> BRIEF:
Turn every line of the rows below into a JSON list of strings, one string per line, leaving out blank lines.

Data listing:
[BEGIN]

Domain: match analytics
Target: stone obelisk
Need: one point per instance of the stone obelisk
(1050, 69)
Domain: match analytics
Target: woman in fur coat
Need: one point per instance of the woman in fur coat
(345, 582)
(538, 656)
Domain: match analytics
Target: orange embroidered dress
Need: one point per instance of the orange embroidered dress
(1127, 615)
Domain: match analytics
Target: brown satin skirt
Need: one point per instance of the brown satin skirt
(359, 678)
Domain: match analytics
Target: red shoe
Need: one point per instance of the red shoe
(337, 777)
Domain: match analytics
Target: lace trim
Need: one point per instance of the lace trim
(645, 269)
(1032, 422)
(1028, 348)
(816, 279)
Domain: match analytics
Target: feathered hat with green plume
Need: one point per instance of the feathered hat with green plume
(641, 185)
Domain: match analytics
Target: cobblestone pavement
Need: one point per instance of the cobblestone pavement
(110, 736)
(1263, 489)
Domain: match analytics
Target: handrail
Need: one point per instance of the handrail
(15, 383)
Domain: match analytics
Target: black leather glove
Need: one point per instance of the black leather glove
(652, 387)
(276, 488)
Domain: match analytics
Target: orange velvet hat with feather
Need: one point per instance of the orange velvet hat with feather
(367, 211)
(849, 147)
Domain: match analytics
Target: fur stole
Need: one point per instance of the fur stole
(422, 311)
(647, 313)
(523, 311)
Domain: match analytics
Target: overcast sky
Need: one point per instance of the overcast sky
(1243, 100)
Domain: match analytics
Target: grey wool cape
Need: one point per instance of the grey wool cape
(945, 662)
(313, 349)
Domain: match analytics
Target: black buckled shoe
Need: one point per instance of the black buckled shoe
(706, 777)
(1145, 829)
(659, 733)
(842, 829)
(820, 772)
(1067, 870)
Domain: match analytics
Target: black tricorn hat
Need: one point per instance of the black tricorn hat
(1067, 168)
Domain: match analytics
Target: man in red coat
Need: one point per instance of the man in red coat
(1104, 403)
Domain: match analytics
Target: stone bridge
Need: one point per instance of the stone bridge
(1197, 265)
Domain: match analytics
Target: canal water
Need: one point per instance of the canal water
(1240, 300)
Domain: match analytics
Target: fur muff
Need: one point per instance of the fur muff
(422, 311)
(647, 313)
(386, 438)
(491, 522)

[END]

> FINAL RESULT:
[
  "Domain: match analytics",
  "Target: stone obelisk",
  "Need: one point per instance of the stone obelisk",
  "(1050, 69)",
  "Domain: match analytics",
  "Target: woman in fur coat",
  "Need: one point per instance of the woman in fur coat",
  "(345, 582)",
  "(538, 656)",
  "Domain: match analytics",
  "Target: orange embroidered dress",
  "Need: one point per instance of the orange embroidered dress",
  "(1127, 615)",
  "Domain: match analytics",
  "Target: brown satin skirt",
  "Need: one point per instance of the brown satin skirt",
  "(359, 678)",
  "Domain: match analytics",
  "Target: red shoe",
  "Need: one point per instance of the red shoe",
  "(337, 777)",
  "Domain: match analytics",
  "Target: lace trim",
  "Need: one point per instance of the lace trim",
  "(645, 269)",
  "(1032, 422)",
  "(1028, 348)",
  "(816, 279)",
  "Domain: match analytics",
  "Target: feathered hat with green plume",
  "Need: one point per instance of the feathered hat with green plume",
  "(641, 185)",
  "Domain: match analytics",
  "Target: cobblestone pavement",
  "Need: one point per instance of the cobblestone pavement",
  "(110, 736)",
  "(1263, 489)",
  "Domain: match analytics",
  "Target: handrail",
  "Need: one point per instance of the handrail",
  "(15, 383)",
  "Domain: match analytics",
  "Target: black leather glove",
  "Need: one point per instance of the black leather glove",
  "(652, 387)",
  "(276, 488)",
  "Domain: match analytics",
  "Target: orange velvet hat with feather",
  "Need: one point per instance of the orange velvet hat with feather",
  "(367, 211)",
  "(849, 147)",
  "Domain: match analytics",
  "Target: fur stole",
  "Need: one point per instance of the fur stole",
  "(422, 311)",
  "(647, 313)",
  "(523, 311)",
  "Domain: match analytics",
  "Target: overcast sky",
  "Need: one point per instance of the overcast sky",
  "(1243, 100)",
  "Domain: match analytics",
  "Target: grey wool cape",
  "Need: one point per instance of the grey wool cape",
  "(945, 662)",
  "(313, 349)",
  "Domain: match analytics",
  "Target: black buckled shoe",
  "Need: one point per instance of the black buckled shoe",
  "(706, 777)",
  "(1145, 829)",
  "(659, 733)",
  "(842, 829)",
  "(820, 772)",
  "(1067, 870)",
  "Domain: match analytics",
  "Target: black tricorn hat",
  "Need: one point per instance of the black tricorn hat",
  "(1067, 168)",
  "Domain: match analytics",
  "Target: man in red coat",
  "Need: one point per instance of the man in red coat",
  "(1104, 403)",
  "Domain: match analytics",
  "Target: stone bridge",
  "Need: one point per instance of the stone bridge",
  "(1197, 265)",
  "Domain: match analytics",
  "Target: canal water",
  "Need: one point per instance of the canal water",
  "(1240, 300)",
  "Domain: match analytics",
  "Target: fur muff",
  "Need: one point per instance of the fur muff",
  "(422, 311)",
  "(647, 313)",
  "(386, 438)",
  "(491, 522)"
]